No sé exactamente cuanta tristeza le llegó al corazón cuando
su amiga doña Yolanda Risco murió. Ella
la había acompañado cuando su hijo mayor fue asesinado en una emboscada
senderista. Doña Yolita era una de sus
amigas, eran confidentes y ambas tenía una chispa especial para decir las
cosas, yo me volvía colorado cuando las escuchaba. Pero ese día llegó, la dejó,
sé que se instaló en su casa un vacío, como los vacíos que solemos dejar los
que nos vamos, ¿así tiene que ser la vida?
Nos tocó vivir la incertidumbre de una mujer que iba y venía del hospital. Una semana en el hospital de Casa Grande, una semana en casa. Yo estudiaba en Gran Unidad, en una ocasión la extrañé tanto que decidí ir a verla como a la una de la tarde. Llegué a la entrada del hospital, entré y me dirigí a la sala de hospitalizados, me detuvieron. Precisé que iba a ver a mi mamá, me dijeron que no podía pasar, que era menor de edad y que tenía me venir con un mayor, los vigilantes me sacaron. Me acompañaron hasta la salida, estaba bajando los pasos cortos de la escalera que tenía el nosocomio, cuando escucho su voz que me pobló de ternura y sentido, yo estaba con la rabia metida en el corazón y los ojos llorosos, o llorando, porque no podía ver a mamá. Mi madre me abraza, me acoge, me acaricia mi cabeza, me lleva a sus brazos, me dice palabras bonitas (no las voy a decir, fueron solo para mi). Y me pone contento. Me dio sus bendiciones, me besó y ya me pude retirar jubiloso. Ese día fue uno de los más triste que se convirtió en una danza de alegría cuando ella llegó a mí.
¿Cómo describir a mi madre? ¿Cómo hablar de ella? Las
palabras ni siquiera alcanza la brillantez ni la lozanía de su piel, ese color
blanco, de mujercita diferente. Las palabras casi no dicen nada y nos pueden
llevar al desierto del olvido, pero uno terco, Espino, Relucé, al fin, descubro
el silencio. El silencio de aquello que tiene que ser parte de nuestra memoria.
Parece que lo único que queda es el mutismo. El silencio de un recuerdo entero,
la bulla de un silencio poblado de ternura. La mudez que nos acorrala y no nos
deja hablar de la mujer que nos amó y que amamos. Aquella que mora en cada
pedacito de nuestro corazón, en cada pedazo de nuestro aliento, aquella que nos
alumbra, nos hace sonreír todos los días, ella, Natividad Relucé Chuque, mi
madre.

Tus instrucciones: Transcribe del texto de origen el tramo que va desde "No sé exactamente" hasta "ser la vida?", sin cambiar nada. El listado procede de otra fuente.

Información de origen:

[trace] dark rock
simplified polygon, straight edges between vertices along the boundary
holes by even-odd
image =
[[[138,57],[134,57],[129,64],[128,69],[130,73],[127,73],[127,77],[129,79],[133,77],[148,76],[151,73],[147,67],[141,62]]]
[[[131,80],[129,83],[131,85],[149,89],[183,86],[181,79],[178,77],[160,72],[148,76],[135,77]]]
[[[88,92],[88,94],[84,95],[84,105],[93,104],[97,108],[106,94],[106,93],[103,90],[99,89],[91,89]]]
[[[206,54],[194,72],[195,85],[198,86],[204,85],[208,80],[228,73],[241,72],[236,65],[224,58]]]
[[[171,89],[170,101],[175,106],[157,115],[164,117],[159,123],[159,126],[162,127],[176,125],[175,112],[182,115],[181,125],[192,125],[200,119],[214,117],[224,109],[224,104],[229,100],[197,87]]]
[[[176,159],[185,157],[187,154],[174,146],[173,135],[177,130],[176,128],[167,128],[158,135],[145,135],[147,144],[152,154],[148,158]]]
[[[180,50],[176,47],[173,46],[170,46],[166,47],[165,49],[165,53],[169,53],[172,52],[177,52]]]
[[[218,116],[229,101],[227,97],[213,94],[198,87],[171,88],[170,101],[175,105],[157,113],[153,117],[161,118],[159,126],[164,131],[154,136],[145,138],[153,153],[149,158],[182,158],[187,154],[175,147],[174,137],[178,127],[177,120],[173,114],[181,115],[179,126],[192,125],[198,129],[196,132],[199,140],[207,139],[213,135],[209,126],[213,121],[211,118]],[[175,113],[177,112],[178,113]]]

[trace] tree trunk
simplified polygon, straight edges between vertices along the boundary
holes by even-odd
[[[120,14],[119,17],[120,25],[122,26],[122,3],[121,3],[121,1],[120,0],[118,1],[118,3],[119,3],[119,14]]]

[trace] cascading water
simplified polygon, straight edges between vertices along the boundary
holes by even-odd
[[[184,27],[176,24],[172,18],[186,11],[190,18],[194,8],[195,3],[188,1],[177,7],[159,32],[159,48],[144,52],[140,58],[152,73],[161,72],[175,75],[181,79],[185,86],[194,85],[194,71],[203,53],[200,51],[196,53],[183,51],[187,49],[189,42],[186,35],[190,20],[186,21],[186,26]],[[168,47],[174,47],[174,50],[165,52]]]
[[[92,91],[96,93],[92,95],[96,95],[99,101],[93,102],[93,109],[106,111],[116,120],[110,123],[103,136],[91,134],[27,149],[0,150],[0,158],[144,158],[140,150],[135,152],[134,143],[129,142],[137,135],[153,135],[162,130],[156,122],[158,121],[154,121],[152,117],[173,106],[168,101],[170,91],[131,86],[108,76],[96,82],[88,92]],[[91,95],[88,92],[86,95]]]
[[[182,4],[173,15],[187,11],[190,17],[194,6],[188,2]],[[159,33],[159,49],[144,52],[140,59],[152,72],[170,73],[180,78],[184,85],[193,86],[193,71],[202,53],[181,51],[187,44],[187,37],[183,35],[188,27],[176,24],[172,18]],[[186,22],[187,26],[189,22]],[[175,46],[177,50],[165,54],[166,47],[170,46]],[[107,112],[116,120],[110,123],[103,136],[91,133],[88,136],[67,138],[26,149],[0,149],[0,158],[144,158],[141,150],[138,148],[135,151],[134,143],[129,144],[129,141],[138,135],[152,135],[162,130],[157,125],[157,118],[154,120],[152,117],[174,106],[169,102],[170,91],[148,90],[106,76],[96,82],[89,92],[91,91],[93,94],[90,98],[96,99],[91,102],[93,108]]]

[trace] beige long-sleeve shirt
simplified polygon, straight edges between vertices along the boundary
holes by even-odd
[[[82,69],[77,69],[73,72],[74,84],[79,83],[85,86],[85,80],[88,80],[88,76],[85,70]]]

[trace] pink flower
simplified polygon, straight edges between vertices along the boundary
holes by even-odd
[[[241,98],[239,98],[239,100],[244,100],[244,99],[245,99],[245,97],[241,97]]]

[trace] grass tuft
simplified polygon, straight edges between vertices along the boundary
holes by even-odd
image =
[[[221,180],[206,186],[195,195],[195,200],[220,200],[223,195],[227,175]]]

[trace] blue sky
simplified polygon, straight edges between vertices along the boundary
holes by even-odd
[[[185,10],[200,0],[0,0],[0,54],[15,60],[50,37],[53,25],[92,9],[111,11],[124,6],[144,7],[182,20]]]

Respuesta:
No sé exactamente cuanta tristeza le llegó al corazón cuando
su amiga doña Yolanda Risco murió. Ella
la había acompañado cuando su hijo mayor fue asesinado en una emboscada
senderista. Doña Yolita era una de sus
amigas, eran confidentes y ambas tenía una chispa especial para decir las
cosas, yo me volvía colorado cuando las escuchaba. Pero ese día llegó, la dejó,
sé que se instaló en su casa un vacío, como los vacíos que solemos dejar los
que nos vamos, ¿así tiene que ser la vida?